==== DATA SUPPLIED ====

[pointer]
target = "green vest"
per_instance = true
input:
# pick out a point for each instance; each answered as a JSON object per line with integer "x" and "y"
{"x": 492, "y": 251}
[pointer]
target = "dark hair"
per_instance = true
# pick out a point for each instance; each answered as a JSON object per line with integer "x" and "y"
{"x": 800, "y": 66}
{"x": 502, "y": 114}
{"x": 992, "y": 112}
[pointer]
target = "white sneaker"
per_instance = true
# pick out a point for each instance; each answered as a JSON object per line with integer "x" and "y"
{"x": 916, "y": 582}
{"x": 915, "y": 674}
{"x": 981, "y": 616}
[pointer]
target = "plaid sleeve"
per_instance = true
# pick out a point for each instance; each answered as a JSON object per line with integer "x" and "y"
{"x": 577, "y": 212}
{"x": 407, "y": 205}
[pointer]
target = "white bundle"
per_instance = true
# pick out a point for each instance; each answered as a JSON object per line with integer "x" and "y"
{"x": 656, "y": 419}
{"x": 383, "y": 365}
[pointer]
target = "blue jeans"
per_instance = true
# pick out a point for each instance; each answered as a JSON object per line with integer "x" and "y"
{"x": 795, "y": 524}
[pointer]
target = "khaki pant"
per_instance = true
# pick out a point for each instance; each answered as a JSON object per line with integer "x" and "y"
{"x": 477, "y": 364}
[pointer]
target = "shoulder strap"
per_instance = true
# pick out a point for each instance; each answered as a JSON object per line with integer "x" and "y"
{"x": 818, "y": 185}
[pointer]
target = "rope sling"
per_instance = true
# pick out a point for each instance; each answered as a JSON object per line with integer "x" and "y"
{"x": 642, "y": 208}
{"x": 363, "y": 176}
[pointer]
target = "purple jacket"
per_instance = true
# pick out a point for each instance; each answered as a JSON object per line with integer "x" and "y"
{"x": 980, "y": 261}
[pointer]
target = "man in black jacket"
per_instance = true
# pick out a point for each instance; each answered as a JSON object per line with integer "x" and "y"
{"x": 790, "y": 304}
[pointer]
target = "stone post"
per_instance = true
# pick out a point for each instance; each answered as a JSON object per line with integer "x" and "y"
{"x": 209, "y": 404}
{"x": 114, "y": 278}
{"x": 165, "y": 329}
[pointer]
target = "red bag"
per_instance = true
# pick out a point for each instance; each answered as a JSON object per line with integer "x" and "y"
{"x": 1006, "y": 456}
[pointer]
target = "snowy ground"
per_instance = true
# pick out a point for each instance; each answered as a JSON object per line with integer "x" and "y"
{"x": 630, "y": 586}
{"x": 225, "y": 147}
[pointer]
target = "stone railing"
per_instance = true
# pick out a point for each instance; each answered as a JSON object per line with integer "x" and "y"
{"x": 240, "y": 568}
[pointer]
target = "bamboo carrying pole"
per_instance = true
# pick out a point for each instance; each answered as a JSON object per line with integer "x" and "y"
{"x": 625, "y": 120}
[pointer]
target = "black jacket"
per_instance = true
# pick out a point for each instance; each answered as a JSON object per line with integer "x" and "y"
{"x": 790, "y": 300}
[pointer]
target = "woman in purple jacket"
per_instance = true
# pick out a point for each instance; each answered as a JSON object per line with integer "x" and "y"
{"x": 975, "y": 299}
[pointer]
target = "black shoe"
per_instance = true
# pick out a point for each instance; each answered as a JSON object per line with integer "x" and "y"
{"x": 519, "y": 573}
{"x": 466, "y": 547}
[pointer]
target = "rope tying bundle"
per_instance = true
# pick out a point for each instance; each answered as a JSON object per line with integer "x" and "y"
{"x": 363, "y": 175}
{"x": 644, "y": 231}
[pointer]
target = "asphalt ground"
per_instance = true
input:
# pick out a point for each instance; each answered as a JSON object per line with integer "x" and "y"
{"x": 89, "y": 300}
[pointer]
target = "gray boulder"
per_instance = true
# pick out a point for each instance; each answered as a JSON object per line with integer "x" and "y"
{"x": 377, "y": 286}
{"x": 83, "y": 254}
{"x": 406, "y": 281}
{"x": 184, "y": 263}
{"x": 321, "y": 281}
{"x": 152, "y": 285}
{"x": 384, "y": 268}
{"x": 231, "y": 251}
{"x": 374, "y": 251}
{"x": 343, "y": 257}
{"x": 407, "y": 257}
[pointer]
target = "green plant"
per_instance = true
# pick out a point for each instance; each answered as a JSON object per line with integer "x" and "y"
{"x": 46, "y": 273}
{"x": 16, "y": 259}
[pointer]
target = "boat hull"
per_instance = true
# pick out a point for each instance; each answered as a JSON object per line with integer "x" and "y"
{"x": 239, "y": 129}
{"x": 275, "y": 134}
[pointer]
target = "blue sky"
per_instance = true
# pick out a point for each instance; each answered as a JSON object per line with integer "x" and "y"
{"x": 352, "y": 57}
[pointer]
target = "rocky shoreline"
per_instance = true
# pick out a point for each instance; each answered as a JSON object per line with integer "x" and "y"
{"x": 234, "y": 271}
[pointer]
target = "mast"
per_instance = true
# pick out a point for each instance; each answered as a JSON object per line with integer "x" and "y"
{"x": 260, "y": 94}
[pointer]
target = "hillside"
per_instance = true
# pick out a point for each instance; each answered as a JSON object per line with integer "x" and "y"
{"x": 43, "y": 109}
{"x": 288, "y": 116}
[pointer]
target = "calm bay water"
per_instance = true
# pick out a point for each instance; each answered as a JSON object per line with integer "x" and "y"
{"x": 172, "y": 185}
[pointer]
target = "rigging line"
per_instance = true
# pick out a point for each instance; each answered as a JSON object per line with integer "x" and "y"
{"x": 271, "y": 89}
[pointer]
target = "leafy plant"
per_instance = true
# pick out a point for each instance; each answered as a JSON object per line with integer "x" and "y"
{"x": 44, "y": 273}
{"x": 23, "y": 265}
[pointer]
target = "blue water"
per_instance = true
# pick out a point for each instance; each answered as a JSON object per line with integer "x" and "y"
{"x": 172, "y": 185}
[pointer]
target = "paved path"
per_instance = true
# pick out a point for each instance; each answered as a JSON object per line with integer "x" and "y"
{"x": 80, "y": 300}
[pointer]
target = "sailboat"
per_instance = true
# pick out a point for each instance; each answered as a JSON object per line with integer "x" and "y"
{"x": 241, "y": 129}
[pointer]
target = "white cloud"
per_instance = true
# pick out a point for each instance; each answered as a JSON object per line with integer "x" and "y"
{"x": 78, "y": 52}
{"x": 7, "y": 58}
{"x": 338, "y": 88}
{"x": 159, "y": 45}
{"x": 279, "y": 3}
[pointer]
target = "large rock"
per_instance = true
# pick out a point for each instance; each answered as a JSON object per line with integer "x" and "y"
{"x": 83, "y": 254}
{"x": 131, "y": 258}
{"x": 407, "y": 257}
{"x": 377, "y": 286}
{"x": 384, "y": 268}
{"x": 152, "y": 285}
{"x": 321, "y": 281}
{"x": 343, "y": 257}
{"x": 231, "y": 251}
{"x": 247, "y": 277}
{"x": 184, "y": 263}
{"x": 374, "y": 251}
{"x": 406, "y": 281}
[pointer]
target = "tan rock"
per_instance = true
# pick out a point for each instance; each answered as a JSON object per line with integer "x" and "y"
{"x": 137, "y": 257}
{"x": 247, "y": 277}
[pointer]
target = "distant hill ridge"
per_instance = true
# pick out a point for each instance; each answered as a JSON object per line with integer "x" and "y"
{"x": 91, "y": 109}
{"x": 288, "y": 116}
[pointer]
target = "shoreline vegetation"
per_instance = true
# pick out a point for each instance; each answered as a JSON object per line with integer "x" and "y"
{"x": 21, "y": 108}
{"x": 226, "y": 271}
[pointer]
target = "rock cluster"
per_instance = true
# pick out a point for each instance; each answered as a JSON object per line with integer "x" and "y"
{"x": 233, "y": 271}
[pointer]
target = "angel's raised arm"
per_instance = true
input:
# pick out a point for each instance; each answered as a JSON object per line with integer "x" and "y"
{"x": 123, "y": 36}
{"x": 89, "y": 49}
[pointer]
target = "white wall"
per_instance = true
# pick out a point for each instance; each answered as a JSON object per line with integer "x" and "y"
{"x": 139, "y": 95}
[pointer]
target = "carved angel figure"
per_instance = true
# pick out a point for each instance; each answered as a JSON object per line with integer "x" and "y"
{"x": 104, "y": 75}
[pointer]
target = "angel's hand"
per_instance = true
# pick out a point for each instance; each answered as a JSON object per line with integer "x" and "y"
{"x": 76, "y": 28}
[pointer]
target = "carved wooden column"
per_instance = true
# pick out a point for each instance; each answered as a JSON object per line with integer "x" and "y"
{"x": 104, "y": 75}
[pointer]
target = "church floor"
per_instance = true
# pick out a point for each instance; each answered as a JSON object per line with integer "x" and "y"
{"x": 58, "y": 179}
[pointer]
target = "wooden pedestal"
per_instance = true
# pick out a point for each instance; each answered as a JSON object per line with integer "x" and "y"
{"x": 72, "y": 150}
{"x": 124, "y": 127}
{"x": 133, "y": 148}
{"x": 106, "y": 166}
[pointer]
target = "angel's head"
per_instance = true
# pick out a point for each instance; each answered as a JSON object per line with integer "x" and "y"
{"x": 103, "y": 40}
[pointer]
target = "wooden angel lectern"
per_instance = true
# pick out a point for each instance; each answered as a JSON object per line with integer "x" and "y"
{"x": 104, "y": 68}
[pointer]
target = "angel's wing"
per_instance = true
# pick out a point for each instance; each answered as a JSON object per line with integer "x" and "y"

====

AIM OF THE TASK =>
Copy every line of the data that carries the word "wooden".

YOUR RESPONSE =>
target = "carved wooden column"
target = "wooden pedestal"
target = "wooden angel lectern"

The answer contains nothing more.